>> begin Records shown

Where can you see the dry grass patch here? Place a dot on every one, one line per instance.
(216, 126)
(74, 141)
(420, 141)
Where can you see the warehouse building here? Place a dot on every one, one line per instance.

>> end Records shown

### What the task asks
Please rewrite the records with every "Place a dot" replaced by "Put a marker", leaving everything else unchanged.

### Task answer
Where can you see the dry grass patch here? Put a marker on every one, one line per instance.
(216, 126)
(74, 141)
(420, 141)
Where can you see the warehouse building here? Put a marker on every one, one line per instance.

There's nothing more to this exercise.